● What is required: Render the stretch of material below, from the line containing "Report x and y for each instance of the white smokestack" through the line containing "x=193, y=177", as a two-column CSV with the headers text and answer. Give one row per item, with its wording in one quoted field and its answer in the other, and turn every line break into a space.
*****
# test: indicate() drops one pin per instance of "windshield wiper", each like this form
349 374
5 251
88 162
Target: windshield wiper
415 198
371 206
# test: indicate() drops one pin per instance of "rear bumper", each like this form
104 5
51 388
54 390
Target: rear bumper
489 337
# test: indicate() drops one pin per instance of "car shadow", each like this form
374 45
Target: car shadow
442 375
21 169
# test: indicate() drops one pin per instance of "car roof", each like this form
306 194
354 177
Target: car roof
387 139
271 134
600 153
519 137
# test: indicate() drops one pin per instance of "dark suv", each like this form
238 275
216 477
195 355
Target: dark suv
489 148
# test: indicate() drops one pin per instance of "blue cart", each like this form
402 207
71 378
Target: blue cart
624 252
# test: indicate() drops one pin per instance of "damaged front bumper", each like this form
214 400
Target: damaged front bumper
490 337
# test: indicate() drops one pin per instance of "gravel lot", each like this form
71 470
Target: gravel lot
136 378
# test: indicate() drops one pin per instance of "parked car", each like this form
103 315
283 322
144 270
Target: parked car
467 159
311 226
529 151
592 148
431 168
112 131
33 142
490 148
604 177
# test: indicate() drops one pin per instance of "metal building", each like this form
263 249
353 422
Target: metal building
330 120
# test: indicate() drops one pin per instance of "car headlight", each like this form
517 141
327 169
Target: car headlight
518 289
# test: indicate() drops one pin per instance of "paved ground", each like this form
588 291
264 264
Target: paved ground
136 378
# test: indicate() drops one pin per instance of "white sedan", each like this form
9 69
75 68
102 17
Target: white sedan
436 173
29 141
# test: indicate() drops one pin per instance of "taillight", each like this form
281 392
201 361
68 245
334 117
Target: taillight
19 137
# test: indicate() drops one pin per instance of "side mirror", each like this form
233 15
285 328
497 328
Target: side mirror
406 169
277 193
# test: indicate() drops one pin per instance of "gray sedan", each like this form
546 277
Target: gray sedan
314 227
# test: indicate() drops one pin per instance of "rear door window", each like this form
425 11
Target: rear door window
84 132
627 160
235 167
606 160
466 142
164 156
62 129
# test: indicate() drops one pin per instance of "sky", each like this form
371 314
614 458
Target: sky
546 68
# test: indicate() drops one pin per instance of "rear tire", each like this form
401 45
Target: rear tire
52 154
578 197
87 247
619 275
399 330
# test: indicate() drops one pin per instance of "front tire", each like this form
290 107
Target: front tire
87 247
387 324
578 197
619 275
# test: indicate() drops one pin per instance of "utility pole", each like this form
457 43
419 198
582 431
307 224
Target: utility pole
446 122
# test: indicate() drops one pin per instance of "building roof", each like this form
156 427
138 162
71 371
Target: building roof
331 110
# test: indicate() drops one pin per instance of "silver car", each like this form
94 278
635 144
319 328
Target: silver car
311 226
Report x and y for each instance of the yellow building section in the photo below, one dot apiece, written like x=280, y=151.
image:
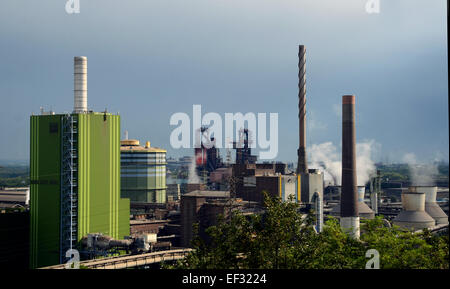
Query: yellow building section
x=280, y=191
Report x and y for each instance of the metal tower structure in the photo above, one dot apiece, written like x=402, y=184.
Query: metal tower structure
x=69, y=185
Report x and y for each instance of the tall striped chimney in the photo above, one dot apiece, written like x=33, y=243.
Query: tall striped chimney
x=349, y=194
x=80, y=84
x=302, y=165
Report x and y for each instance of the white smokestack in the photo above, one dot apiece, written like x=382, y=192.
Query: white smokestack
x=80, y=84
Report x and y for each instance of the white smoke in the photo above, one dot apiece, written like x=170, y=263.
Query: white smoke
x=420, y=174
x=327, y=158
x=193, y=177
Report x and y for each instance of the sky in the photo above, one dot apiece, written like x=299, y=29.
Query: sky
x=150, y=59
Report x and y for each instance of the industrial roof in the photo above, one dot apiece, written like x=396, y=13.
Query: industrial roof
x=208, y=194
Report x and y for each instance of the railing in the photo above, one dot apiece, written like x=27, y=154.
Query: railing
x=129, y=261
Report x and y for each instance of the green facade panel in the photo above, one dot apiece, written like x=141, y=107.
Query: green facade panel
x=100, y=207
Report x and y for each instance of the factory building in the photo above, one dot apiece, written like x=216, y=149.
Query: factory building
x=143, y=172
x=74, y=178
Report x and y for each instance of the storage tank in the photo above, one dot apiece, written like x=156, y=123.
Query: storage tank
x=413, y=215
x=431, y=207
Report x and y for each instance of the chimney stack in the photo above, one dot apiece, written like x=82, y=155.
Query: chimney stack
x=349, y=196
x=80, y=84
x=302, y=165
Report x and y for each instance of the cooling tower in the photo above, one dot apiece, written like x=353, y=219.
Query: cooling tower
x=413, y=215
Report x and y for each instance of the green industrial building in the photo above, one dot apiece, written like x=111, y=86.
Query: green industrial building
x=74, y=182
x=143, y=172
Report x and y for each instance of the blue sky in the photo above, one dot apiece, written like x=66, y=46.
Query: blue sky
x=150, y=59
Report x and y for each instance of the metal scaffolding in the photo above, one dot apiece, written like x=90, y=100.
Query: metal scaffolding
x=69, y=185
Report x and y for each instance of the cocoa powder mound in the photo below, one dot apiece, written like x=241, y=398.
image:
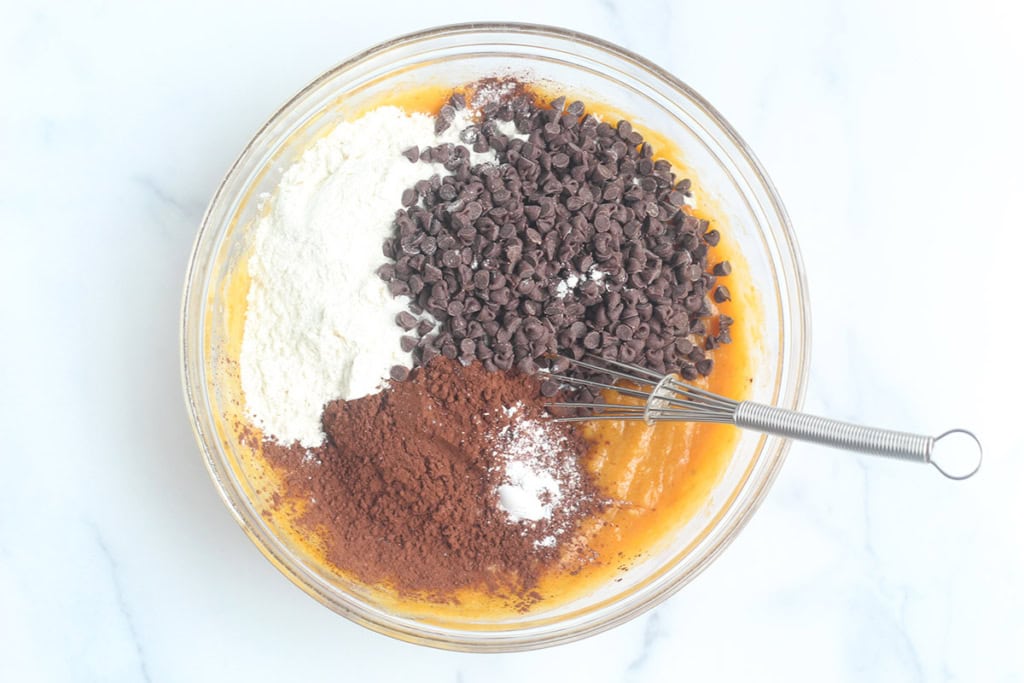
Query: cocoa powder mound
x=403, y=492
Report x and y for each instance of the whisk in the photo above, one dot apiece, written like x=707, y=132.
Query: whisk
x=671, y=399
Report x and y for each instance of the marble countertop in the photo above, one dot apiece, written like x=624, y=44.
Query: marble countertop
x=893, y=132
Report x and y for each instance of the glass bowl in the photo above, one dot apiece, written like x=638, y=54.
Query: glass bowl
x=726, y=174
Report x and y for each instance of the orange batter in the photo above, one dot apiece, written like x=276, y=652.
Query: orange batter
x=658, y=476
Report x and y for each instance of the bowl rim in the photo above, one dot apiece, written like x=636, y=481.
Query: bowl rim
x=521, y=639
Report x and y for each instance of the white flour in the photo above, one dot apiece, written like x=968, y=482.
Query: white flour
x=320, y=323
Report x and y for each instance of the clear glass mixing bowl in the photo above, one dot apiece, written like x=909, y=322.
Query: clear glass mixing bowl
x=592, y=70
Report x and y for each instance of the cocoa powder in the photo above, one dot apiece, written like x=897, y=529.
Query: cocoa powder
x=403, y=493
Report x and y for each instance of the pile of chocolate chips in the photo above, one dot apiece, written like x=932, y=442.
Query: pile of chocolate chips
x=574, y=244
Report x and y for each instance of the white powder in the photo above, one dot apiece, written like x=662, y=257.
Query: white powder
x=527, y=494
x=320, y=323
x=536, y=476
x=573, y=280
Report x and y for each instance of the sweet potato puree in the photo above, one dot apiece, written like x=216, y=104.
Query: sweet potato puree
x=660, y=476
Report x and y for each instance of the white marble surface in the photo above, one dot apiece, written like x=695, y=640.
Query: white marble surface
x=893, y=131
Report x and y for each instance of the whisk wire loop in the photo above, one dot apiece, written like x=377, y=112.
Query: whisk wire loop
x=672, y=399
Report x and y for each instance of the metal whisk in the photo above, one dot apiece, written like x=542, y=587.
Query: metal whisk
x=671, y=399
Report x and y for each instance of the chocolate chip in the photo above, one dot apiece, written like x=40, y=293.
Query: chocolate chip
x=488, y=250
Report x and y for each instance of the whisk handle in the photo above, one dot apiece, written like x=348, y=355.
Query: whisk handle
x=902, y=445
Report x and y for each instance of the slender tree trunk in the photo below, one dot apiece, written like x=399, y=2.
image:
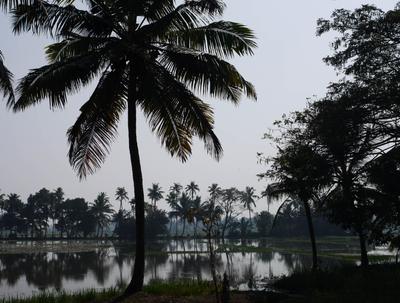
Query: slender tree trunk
x=195, y=229
x=363, y=248
x=312, y=235
x=184, y=226
x=136, y=284
x=176, y=226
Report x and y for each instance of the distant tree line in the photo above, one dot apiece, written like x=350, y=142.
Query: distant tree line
x=48, y=214
x=341, y=154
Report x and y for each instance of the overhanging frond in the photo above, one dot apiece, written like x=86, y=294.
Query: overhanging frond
x=222, y=38
x=57, y=80
x=6, y=78
x=207, y=74
x=176, y=114
x=96, y=127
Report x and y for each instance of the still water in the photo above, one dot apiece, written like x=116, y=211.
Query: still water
x=52, y=267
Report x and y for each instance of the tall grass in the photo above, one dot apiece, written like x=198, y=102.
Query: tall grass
x=91, y=295
x=179, y=288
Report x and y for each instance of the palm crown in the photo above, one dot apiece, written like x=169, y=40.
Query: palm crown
x=158, y=51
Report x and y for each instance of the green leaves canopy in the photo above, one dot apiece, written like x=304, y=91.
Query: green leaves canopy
x=168, y=52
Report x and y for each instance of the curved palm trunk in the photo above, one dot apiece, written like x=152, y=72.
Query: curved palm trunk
x=312, y=234
x=363, y=248
x=184, y=227
x=136, y=284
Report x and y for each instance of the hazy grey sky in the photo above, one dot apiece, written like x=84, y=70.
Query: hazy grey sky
x=286, y=69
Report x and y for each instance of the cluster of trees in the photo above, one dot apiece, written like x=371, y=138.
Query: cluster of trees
x=341, y=154
x=156, y=56
x=48, y=214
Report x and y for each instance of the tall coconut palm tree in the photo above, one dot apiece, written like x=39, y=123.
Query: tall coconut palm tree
x=197, y=212
x=147, y=54
x=265, y=194
x=176, y=188
x=6, y=82
x=102, y=210
x=247, y=198
x=183, y=207
x=155, y=194
x=214, y=191
x=192, y=189
x=172, y=200
x=121, y=195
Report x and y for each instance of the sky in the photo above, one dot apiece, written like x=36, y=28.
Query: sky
x=287, y=68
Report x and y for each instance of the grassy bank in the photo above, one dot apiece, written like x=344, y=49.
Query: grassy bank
x=92, y=296
x=378, y=283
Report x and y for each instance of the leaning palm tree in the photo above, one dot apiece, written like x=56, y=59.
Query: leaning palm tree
x=6, y=82
x=147, y=54
x=215, y=192
x=176, y=188
x=192, y=189
x=102, y=211
x=121, y=195
x=155, y=194
x=247, y=198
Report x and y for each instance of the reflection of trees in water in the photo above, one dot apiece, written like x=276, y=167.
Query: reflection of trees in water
x=46, y=270
x=295, y=262
x=153, y=262
x=11, y=268
x=191, y=266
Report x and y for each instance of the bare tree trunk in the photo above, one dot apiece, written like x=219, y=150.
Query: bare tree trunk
x=136, y=284
x=184, y=226
x=363, y=248
x=312, y=235
x=212, y=265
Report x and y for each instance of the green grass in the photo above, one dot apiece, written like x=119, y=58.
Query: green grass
x=378, y=283
x=179, y=288
x=92, y=296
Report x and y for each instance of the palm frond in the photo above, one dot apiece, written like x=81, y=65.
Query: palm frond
x=96, y=127
x=284, y=203
x=210, y=7
x=75, y=45
x=7, y=5
x=275, y=192
x=6, y=87
x=184, y=17
x=57, y=80
x=222, y=38
x=176, y=114
x=207, y=74
x=43, y=17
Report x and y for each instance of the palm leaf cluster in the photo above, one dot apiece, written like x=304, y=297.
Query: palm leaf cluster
x=6, y=82
x=158, y=53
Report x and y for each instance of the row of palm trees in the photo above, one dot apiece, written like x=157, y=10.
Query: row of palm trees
x=149, y=55
x=187, y=206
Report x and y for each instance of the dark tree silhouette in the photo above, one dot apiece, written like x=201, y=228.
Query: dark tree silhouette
x=149, y=55
x=6, y=78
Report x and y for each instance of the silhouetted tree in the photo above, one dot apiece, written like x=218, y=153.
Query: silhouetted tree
*****
● Response:
text,answer
"Report x and y for each instance of the white smokestack in the photo above, one dot apiece, written like x=382, y=192. Query: white smokestack","x=80, y=84"
"Report x and y for each instance of the white smoke in the photo above, one dot apiece, written like x=170, y=263. Query: white smoke","x=420, y=174 x=327, y=158 x=193, y=177"